■ Problem requirements: Retype precisely the section of the data that starts at the line containing "of the fire" and runs to its final line, ends included.

[Point annotation dataset records]
--------------------------------------------------
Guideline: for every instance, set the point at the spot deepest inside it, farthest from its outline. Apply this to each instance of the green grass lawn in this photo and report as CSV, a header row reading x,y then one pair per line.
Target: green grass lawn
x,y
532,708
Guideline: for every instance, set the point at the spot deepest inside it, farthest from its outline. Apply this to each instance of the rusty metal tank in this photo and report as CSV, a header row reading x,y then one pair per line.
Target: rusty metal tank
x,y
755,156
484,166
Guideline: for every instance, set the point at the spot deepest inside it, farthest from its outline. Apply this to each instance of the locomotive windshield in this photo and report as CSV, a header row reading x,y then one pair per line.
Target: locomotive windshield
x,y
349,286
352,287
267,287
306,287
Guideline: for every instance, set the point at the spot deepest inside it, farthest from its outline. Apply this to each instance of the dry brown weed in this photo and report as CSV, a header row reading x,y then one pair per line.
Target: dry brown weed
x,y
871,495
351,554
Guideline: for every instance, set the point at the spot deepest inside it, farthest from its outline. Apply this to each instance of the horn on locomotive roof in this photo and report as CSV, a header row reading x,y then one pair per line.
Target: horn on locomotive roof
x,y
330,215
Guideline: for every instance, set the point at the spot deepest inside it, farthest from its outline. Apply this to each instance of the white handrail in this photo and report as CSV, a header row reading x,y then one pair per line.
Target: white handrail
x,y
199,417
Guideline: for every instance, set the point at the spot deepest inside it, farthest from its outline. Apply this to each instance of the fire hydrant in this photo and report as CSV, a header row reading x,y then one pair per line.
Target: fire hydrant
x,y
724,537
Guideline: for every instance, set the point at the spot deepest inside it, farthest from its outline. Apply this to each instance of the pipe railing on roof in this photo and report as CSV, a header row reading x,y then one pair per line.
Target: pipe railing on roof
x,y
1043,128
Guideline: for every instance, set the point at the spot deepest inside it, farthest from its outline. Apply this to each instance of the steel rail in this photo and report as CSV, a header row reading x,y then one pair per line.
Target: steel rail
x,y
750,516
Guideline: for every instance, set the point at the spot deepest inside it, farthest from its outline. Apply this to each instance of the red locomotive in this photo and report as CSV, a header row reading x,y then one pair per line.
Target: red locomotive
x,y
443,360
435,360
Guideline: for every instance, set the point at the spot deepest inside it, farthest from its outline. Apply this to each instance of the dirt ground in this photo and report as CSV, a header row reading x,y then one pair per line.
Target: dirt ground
--------------------------------------------------
■ Solution to this task:
Guideline: for every instance, set the point at the spot deepest inside it, farthest from its outline. Apply this to each instance of the fire hydrant in this photo and report as CSV, a header row reading x,y then one pair per line.
Target: fire hydrant
x,y
724,537
Guideline: for every instance, set the point at the spot deepest inside it, farthest from its outline. Apply this to each instance of the pipe railing on roof in this photo and report as CSV, a header row reading x,y then one pair per line.
Target: pipe railing on roof
x,y
1043,128
Guideline: for every instance, set the point at the spot deepest inside it, farthest from its outline. Apply this to each instance of the steel rail in this photo and report as CSV, a header row reading x,y then one pair per line.
Target: steel rail
x,y
750,516
Guideline: for every instance, set the point at the spot deepest inside it, farthest from its outline. Apply this to each instance of the red locomotive in this photo and report as CSV, a header row reading x,y then one pair per line.
Target: red locomotive
x,y
443,360
435,360
Guideline: for every instance, set the point at the spot deepest inside it, farthest from its outline. Apply this to each instance of the dirt ground in this photo and report as CSV, a header row reading x,y then one pair per line.
Target: dirt ground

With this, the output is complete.